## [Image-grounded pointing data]

============

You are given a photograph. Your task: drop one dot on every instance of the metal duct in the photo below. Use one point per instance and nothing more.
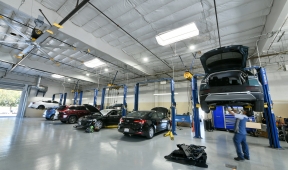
(41, 89)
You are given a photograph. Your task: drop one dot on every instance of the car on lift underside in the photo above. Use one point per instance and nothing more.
(227, 82)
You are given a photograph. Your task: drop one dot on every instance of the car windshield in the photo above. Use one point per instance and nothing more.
(105, 111)
(138, 114)
(224, 60)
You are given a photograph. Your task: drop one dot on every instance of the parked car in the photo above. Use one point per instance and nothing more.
(43, 104)
(227, 81)
(74, 112)
(100, 119)
(52, 113)
(145, 123)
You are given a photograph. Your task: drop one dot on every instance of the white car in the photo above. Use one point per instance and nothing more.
(44, 104)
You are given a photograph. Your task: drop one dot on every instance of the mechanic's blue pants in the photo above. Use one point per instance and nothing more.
(241, 139)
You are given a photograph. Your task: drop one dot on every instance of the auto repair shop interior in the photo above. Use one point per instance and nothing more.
(142, 84)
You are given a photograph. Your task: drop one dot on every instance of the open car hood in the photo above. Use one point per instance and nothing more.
(225, 58)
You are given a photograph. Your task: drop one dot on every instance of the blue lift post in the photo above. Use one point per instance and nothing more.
(65, 97)
(80, 98)
(196, 105)
(95, 97)
(75, 97)
(173, 103)
(268, 112)
(124, 109)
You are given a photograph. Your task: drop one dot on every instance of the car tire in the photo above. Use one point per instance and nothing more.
(126, 134)
(99, 124)
(150, 133)
(72, 119)
(52, 117)
(41, 107)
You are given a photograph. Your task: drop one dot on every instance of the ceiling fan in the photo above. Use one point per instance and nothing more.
(38, 37)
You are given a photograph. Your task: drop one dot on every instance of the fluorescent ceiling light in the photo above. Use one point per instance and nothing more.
(94, 63)
(163, 94)
(178, 34)
(119, 96)
(57, 76)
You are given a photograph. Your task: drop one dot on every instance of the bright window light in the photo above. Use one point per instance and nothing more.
(163, 94)
(94, 63)
(57, 76)
(178, 34)
(119, 96)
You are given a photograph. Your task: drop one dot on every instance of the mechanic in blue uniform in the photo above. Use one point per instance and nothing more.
(240, 133)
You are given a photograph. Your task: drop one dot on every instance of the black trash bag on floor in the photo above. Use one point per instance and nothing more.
(190, 155)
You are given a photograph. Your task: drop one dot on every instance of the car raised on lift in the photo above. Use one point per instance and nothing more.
(227, 81)
(145, 123)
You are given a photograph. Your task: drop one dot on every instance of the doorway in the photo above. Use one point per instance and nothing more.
(9, 102)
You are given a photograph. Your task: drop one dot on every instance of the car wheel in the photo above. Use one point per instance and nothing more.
(150, 133)
(52, 117)
(72, 119)
(99, 124)
(41, 107)
(126, 134)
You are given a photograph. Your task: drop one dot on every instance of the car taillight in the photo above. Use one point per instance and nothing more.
(140, 121)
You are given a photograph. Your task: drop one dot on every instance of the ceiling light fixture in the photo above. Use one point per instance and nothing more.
(163, 94)
(57, 76)
(94, 63)
(178, 34)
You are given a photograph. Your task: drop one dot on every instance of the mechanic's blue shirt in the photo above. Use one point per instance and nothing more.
(240, 124)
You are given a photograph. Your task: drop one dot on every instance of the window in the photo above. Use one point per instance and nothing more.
(113, 113)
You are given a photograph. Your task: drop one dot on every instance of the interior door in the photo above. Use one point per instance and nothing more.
(163, 120)
(156, 121)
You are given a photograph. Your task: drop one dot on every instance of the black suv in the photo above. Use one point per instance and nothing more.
(227, 81)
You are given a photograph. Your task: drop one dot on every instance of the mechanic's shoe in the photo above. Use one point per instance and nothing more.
(238, 159)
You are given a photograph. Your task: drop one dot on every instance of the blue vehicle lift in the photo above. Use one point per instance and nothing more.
(76, 96)
(196, 105)
(61, 98)
(173, 103)
(124, 108)
(268, 112)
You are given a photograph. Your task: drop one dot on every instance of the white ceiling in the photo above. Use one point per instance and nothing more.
(240, 22)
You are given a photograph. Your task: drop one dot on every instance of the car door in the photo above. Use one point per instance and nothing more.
(112, 117)
(155, 121)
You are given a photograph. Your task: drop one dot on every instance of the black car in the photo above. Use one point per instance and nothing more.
(145, 123)
(227, 81)
(100, 119)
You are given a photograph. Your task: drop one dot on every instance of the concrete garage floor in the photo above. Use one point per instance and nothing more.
(34, 143)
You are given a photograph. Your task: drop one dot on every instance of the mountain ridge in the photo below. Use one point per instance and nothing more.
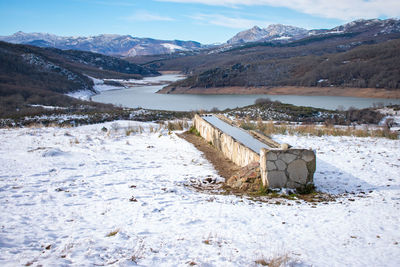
(108, 44)
(288, 33)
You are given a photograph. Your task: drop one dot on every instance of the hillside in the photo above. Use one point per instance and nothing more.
(32, 75)
(317, 42)
(107, 44)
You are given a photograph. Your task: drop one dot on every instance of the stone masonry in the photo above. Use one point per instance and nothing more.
(290, 168)
(280, 165)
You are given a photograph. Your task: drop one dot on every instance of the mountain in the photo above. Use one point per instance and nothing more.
(32, 75)
(107, 44)
(274, 32)
(318, 42)
(284, 33)
(359, 54)
(367, 66)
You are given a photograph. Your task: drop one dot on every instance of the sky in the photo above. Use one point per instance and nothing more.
(205, 21)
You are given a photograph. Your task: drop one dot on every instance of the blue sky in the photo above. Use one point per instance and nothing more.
(206, 21)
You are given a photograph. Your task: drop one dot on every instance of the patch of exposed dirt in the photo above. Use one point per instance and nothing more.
(288, 90)
(245, 181)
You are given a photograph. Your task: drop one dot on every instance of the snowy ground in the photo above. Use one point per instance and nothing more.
(84, 197)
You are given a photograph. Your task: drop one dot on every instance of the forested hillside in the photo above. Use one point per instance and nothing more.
(33, 75)
(374, 66)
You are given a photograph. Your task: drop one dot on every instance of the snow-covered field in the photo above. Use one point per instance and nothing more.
(84, 197)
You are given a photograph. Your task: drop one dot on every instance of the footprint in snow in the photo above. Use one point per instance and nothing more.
(53, 152)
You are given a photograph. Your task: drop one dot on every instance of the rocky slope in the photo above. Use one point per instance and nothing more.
(274, 32)
(31, 75)
(285, 33)
(368, 66)
(108, 44)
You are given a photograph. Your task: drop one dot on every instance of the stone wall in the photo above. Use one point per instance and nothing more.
(230, 148)
(290, 168)
(280, 166)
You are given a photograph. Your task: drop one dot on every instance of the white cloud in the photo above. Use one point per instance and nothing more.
(221, 20)
(338, 9)
(143, 15)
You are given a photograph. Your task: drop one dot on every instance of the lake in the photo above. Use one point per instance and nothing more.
(143, 95)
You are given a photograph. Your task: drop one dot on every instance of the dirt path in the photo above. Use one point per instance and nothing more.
(224, 166)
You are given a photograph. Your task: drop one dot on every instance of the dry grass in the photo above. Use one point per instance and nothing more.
(112, 233)
(138, 252)
(270, 128)
(178, 125)
(278, 261)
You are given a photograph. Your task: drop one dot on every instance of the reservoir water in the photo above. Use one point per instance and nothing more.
(145, 96)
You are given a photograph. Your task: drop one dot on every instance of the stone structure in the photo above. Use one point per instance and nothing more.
(280, 165)
(230, 148)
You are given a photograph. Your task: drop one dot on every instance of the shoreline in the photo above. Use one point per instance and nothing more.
(287, 90)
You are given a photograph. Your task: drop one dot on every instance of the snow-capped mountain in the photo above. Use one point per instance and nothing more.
(108, 44)
(282, 33)
(271, 33)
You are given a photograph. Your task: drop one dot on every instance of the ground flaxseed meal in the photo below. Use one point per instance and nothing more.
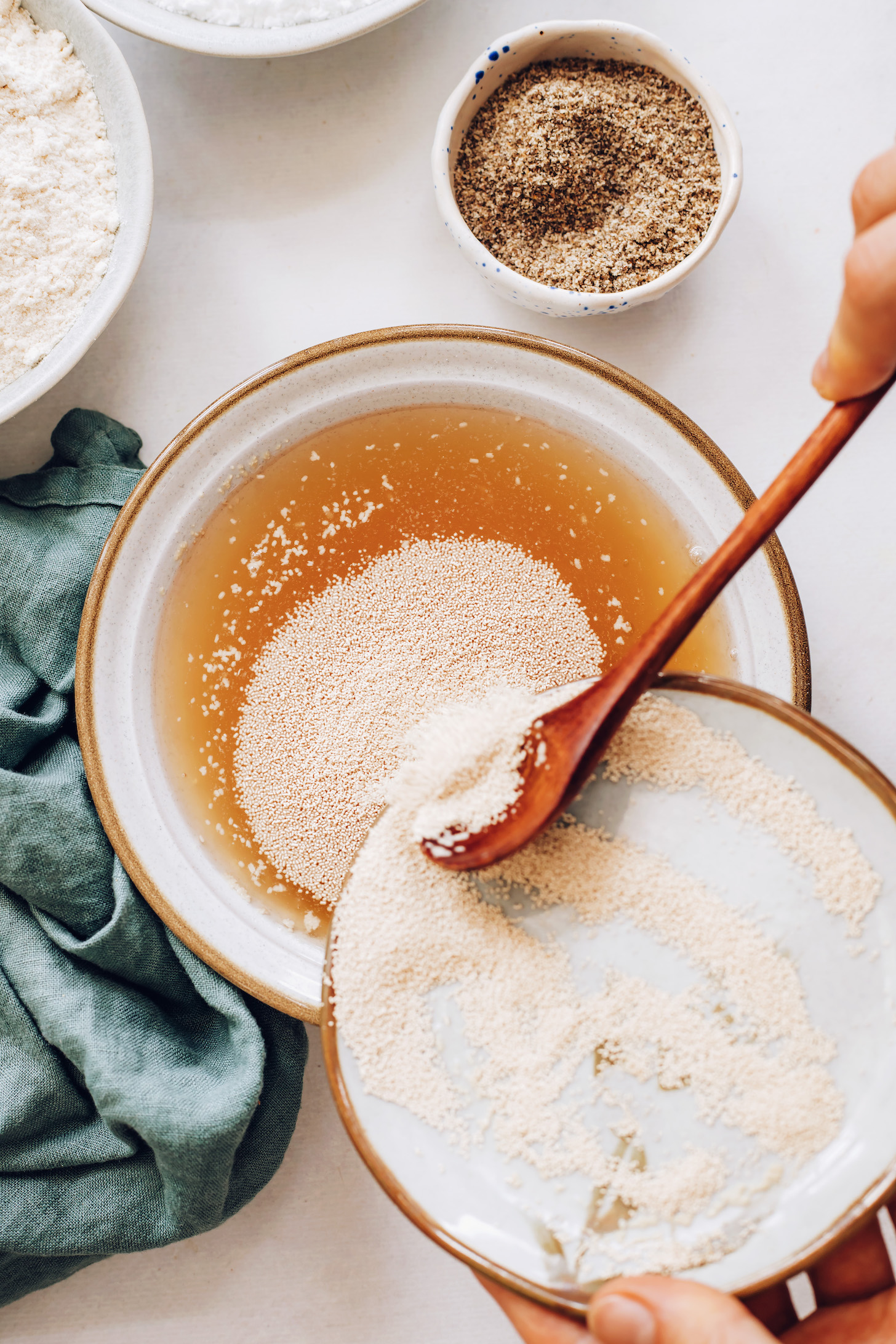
(739, 1041)
(589, 175)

============

## [Exercise description]
Without any of its images, the data above should be returned exactly.

## [Exercise answer]
You are given a photograph. Your task: drop one dot on every instance of the metal duct in the photo below. Use one point per instance and nothing more.
(41, 89)
You are given a photograph. Your task: drop one dot on every instance of the car on lift underside in the photo above. Use one point per instance and nothing more.
(227, 82)
You are given a photograph. Your task: drop one dot on every instance of the car windshield in the photo above. Use one point per instance and nothing more.
(105, 111)
(138, 114)
(224, 60)
You are given a photograph. Your task: drop one dot on every instance of the parked car in the photo above. Use one point per instance and nothing more.
(43, 104)
(227, 81)
(74, 112)
(100, 119)
(52, 113)
(145, 123)
You are given a photograph. Your task: drop one dot on every instance of the white car in the photo above. Use one point per instance and nothing more.
(44, 104)
You are given a photograph. Your task: drop one dot on every instance of the mechanic's blue pants in the photo above. Use one point per instance and nothing more.
(241, 139)
You are given a photograph. Your task: drop one dot on every instance of the auto repair shop interior in the photo above. Use one point per instance and nothing more.
(142, 84)
You are given a photograph. Your task: drop one dot on every instance of the open car hood in the photo above. Use one point per instance and nothing more.
(225, 58)
You are given a photograph. Your task: drop one dot on every instance of the blue lift post in the photo above. Use one point per instance and nothing more.
(65, 97)
(80, 98)
(196, 105)
(95, 97)
(75, 97)
(173, 103)
(268, 112)
(124, 109)
You are given a photograph. Your task: drop one dot on every instance of the car tire in the photo above. Use one point per instance and nothing more.
(126, 134)
(99, 124)
(150, 133)
(72, 119)
(52, 117)
(41, 107)
You are given a photograph. Your task: drop one dot on every instance of the ceiling fan in the photo above. Use one point per instance and nothing more.
(38, 37)
You are given a photograph. Your task: drop one dot on every instance of the fluorescent ceiling light in the photo above. Use one point per instance and nothing more.
(94, 63)
(163, 94)
(178, 34)
(119, 96)
(57, 76)
You are given a photograph. Your task: drop one dot on every instance of the bright window light in the photo above. Use one point per instance and nothing more.
(163, 94)
(94, 63)
(57, 76)
(178, 34)
(119, 96)
You are given a photograph. Your task: drop one dot on every instance of the mechanic in blue uniform in the photo above. Use one point per instance and nothing more.
(240, 133)
You are given a photograph. Your task: drop one dot on every instance of the black trash bag on floor in the photo above. Use one point per instance and nothing more.
(190, 155)
You are given a photograph. Your task: drop one dot on every instance of the car raised on lift in the photo above. Use one point per instance and nothing more.
(227, 81)
(145, 123)
You are given a photograph. Your task: drop one dot on every instance of the doorway in the photo above. Use one point per instance and nothing more.
(9, 102)
You are given a photograph. Your task: drop one dot on every instance of the car wheel in the photo above. Use one point per instance and nothing more.
(150, 133)
(52, 117)
(72, 119)
(99, 124)
(41, 107)
(126, 134)
You are given a photograph. Your task: drop one dot on every instance of the car taillight in the photo above. Use one point per instance and nothing more.
(140, 121)
You are given a photograph. Your task: drop one dot on every instance of the ceiling light fixture in the photo above. Use one point per instance and nothing more.
(163, 94)
(57, 76)
(94, 63)
(178, 34)
You are given a photograph. Your task: drop one dot on every instance of the mechanic's blue shirt in the photo above. Use one point per instance and nothing more.
(240, 124)
You are given a photograph. Your task: drop one dot on every instance of the window in the photo above. Use one point per instance and nothing more.
(113, 113)
You are given a photograph. Your task: drop one dot on every instance of the interior door in the photo above. Use one point per instance and nothing more.
(163, 120)
(156, 121)
You are given a photograph. Your task: drop one dot on every instance of the black suv in the photo above. Use one point per instance and nothing more.
(227, 81)
You are given a photograph. Your task: drop one dot on every instance of the mechanic's shoe in the photo above. Use one point per instance and nothing more.
(238, 159)
You are given a photograph. Your task: drop one dot on every instance of the blue vehicle lift in the photo above. Use one point per instance and nothing more.
(76, 96)
(196, 105)
(61, 98)
(173, 103)
(124, 108)
(268, 112)
You are given a photograph. Your task: drop one dot on every instance of the white ceiling in the photo above. Use one point per instance and nothing more.
(240, 22)
You are given a photograph. Your task: drop one dot on every instance of the car door in the photo above. Use one point per instance and nothing more.
(112, 117)
(155, 121)
You are given a photograph. Your task: drop one dot on every instance of the black car in the photo above. Use one point per instance and nothing more.
(145, 123)
(227, 81)
(100, 119)
You are given a photograph. Your task: drop one dot on every instance of the concrete garage floor in the photo above. Use one point per instance and nothing more.
(34, 143)
You are given a photograph. Your task: drop one dot on every instance of the mountain ridge in the photo below. Use one point per instance and nothing more.
(108, 44)
(288, 33)
You are given a photograph. Your task: drop one dot on every instance of the hillside in the photo above. Use one point per instance and nothing more.
(32, 75)
(317, 42)
(107, 44)
You are given a photograph. Your task: drop one dot on every instance of the stone masonry in the photo above. Use one point per instance and nothing more.
(290, 168)
(280, 165)
You are given a photograph. Your task: drop one dot on every instance of the mountain in the photo above. Use one point per instance and nothing more.
(32, 75)
(107, 44)
(274, 32)
(318, 42)
(284, 33)
(359, 54)
(367, 66)
You are given a photograph. Your task: drop one dot on every instance of the sky in the photo above. Use one point per instance and nothing more.
(205, 21)
You are given a photograph. Your task: drop one dot on every instance of the blue sky in the photo above. Use one point per instance and nothing more.
(206, 21)
You are given a photograph. Your task: drop one dot on every instance of the patch of exposed dirt in the photo above. Use one point per instance and nothing more.
(288, 90)
(245, 181)
You are given a photograph. Your task: drop one dot on every instance of the snowy ground in the photo above. Use one point per instance and nothing more.
(84, 197)
You are given a photograph. Your task: drop one dot on every instance of the forested hillside in the photo above. Use one point per instance and nothing more.
(33, 75)
(374, 66)
You are given a photograph. Your task: drop one dot on every instance of the snow-covered field in the photo above. Use one point per instance and nothing more.
(84, 197)
You are given a photograph. Your task: drop one dot on every instance of the footprint in snow in the photo above. Use one point per instance and nothing more.
(53, 152)
You are given a photograph. Your task: drop one dot on every instance of the rocky slope in the photo above. Use one point per instance and nothing more.
(274, 32)
(31, 75)
(285, 33)
(368, 66)
(108, 44)
You are given a photograph. Your task: drop one dot on every instance of the stone wall in the photo above. Use one point per instance and nothing more.
(230, 148)
(290, 168)
(280, 166)
You are given a photograph. Your task: drop one dot on every instance of the white cloud in the photo above. Use one point per instance and nothing more.
(221, 20)
(338, 9)
(143, 15)
You are given a photograph. Your task: drop one dot on every instance of the lake in the photo above. Use one point per instance and nothing more.
(143, 95)
You are given a photograph. Your task: drop one dot on every instance of the dirt path in the photo above. Use one point per instance and nothing more.
(224, 166)
You are given a photograph. Your task: drop one dot on every instance of the dry grass in the photo above. Use one point per instance and nothing more.
(112, 233)
(138, 252)
(270, 128)
(178, 125)
(278, 261)
You are given a photograph. Your task: drop one dot on every instance of the reservoir water in the photo above. Use one point per instance and nothing more.
(145, 96)
You are given a photograph. Your task: drop one dot on every instance of the stone structure in the photo above. Use one point per instance and nothing more.
(280, 165)
(230, 148)
You are given a photograph. Your task: drop one dot on every instance of the shoreline in the photo above. Use one point per instance and nothing more.
(287, 90)
You are given a photograph. Your task: drop one dot on every instance of the snow-capped mountain in the photo above. Use one point per instance and nothing more.
(108, 44)
(282, 33)
(271, 33)
You are given a photograph. Your task: drop one dot on every instance of the ground flaxseed meal in the photo below. Use one point per instance and nothing more.
(739, 1041)
(589, 175)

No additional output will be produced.